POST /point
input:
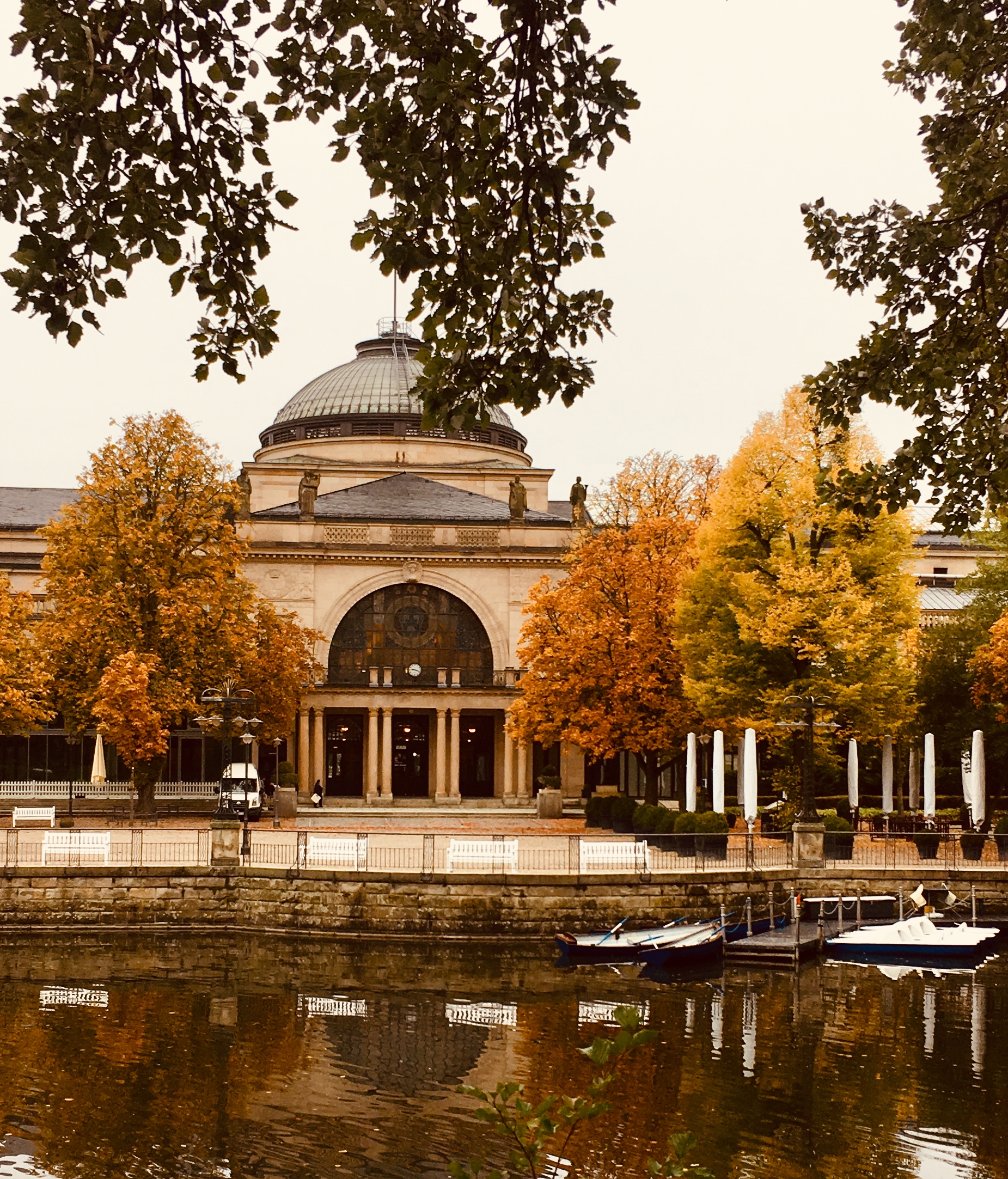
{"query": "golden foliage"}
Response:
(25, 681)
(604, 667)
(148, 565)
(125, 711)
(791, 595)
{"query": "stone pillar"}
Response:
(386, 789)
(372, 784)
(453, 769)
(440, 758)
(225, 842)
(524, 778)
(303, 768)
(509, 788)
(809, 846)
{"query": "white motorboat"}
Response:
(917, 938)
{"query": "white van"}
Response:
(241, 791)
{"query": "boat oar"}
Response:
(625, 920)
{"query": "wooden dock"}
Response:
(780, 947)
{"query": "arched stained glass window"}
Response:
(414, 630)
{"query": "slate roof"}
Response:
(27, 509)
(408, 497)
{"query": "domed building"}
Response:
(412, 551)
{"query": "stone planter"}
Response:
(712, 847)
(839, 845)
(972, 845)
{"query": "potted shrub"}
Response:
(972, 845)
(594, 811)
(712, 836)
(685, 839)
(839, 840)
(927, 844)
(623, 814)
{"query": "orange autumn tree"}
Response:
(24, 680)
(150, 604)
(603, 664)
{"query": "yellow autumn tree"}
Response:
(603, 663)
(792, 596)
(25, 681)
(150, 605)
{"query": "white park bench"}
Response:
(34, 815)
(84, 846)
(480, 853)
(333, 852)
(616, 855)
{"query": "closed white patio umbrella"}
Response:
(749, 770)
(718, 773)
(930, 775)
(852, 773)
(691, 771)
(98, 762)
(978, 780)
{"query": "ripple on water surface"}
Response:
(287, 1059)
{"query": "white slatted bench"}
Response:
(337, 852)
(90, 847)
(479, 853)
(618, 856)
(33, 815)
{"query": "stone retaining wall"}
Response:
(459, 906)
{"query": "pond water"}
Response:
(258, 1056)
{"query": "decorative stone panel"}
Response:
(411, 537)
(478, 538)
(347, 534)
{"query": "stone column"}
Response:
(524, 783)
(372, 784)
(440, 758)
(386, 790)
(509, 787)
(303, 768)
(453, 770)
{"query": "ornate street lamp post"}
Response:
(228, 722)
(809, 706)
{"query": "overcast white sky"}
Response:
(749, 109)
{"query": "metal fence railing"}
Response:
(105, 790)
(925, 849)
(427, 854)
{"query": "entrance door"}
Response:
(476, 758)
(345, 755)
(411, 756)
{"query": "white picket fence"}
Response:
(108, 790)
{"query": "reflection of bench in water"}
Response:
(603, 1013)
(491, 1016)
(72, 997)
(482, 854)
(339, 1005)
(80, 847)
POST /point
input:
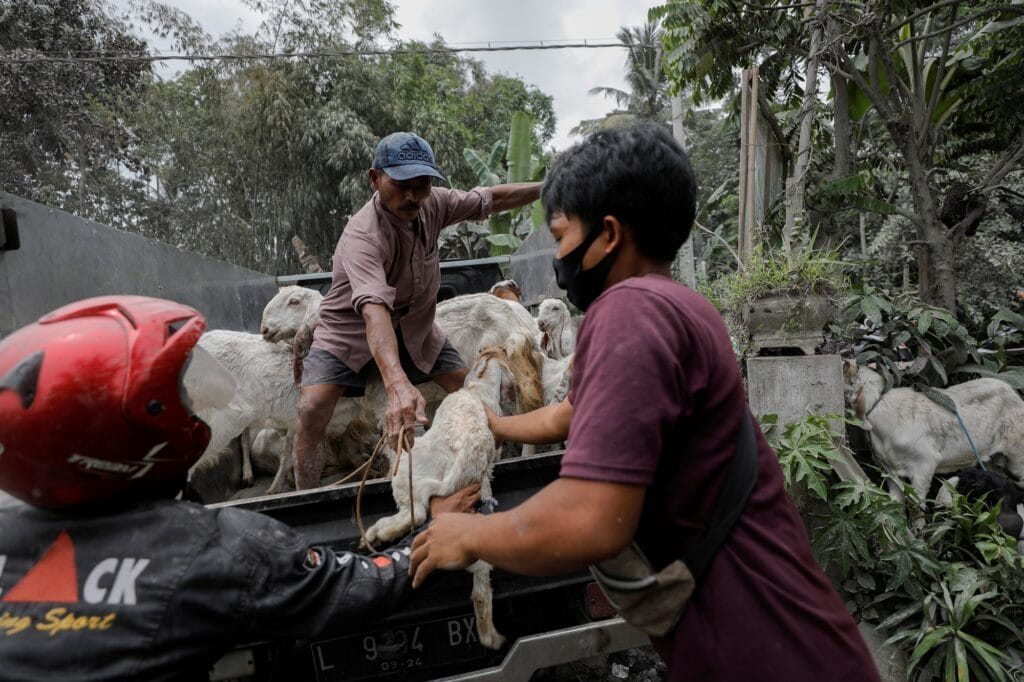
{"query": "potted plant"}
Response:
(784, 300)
• • • •
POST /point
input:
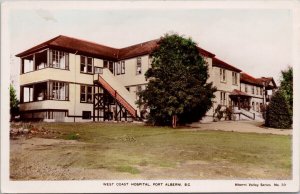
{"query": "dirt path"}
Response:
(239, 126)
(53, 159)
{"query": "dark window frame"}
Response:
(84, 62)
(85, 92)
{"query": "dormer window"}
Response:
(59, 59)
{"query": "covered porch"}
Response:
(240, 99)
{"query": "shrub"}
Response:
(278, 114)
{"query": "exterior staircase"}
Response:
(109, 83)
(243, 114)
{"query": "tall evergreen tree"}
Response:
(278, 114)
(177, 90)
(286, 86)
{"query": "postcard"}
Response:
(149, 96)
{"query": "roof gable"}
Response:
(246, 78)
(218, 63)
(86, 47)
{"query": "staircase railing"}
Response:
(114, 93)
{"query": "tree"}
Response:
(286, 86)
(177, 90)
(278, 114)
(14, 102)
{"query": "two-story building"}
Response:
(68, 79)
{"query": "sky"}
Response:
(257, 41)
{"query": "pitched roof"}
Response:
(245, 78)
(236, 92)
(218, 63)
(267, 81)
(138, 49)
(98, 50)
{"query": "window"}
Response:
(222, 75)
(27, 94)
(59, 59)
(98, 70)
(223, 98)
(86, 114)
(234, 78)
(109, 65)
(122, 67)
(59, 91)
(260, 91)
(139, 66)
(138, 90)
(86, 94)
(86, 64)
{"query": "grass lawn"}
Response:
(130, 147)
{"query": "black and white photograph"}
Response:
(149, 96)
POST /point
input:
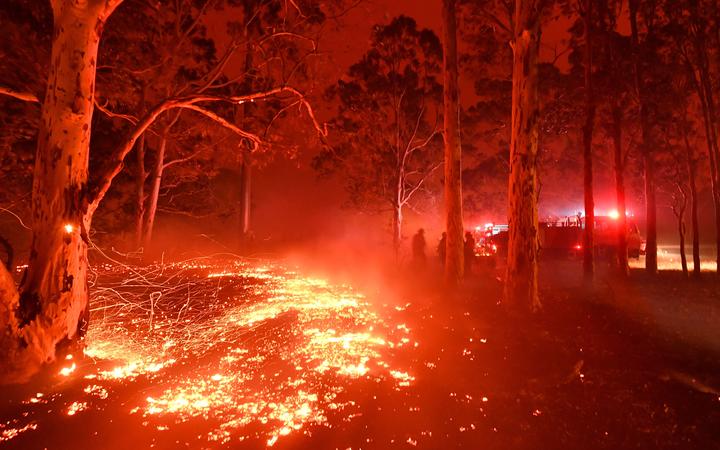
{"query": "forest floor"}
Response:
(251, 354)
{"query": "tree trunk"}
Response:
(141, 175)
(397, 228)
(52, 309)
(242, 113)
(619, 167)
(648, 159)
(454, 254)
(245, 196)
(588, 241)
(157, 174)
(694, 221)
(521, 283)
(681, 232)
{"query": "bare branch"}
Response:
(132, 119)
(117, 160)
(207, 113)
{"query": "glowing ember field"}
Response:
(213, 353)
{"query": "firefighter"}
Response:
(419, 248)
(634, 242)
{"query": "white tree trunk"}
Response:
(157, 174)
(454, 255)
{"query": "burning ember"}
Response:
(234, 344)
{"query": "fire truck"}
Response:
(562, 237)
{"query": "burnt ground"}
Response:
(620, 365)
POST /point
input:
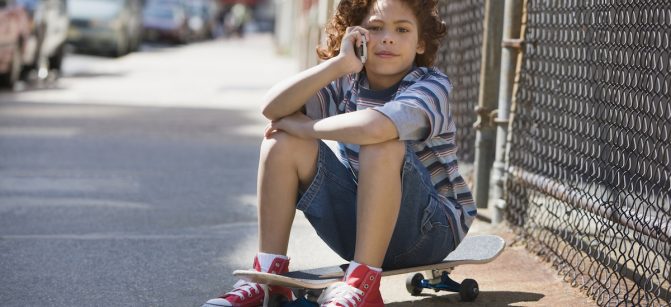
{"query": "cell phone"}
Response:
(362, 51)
• • • •
Go through the listing above and find each line that contains "potted", then copy it.

## Reply to the task
{"query": "potted shrub"}
{"query": "potted plant"}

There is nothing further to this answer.